Task to carry out:
Search the records for the string "form" and copy every line where it turns up.

Supplied records:
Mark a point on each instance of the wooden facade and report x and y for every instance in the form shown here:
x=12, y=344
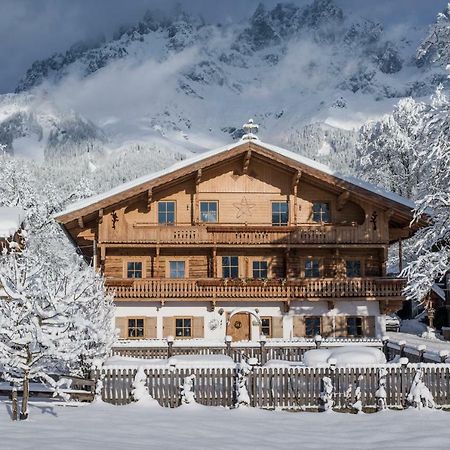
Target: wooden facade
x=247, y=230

--

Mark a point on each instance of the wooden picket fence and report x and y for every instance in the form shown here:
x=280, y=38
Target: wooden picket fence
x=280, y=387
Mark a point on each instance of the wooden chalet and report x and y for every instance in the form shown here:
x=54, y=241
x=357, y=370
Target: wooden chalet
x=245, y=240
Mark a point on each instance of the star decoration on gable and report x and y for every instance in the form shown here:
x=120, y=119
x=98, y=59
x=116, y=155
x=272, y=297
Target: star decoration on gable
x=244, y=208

Exercise answer:
Mark a point on each instance of the wooden facade and report x and y for every instance in the form shown here:
Mark a point on each instance of the wooden picket fence and report x and y for every instance in the form shown here:
Mark a point on each instance of the wooden chalet and report x and y for every instance in the form shown here:
Mark a point on each instance of the star decoration on gable and report x and y for every instance in the form shown here:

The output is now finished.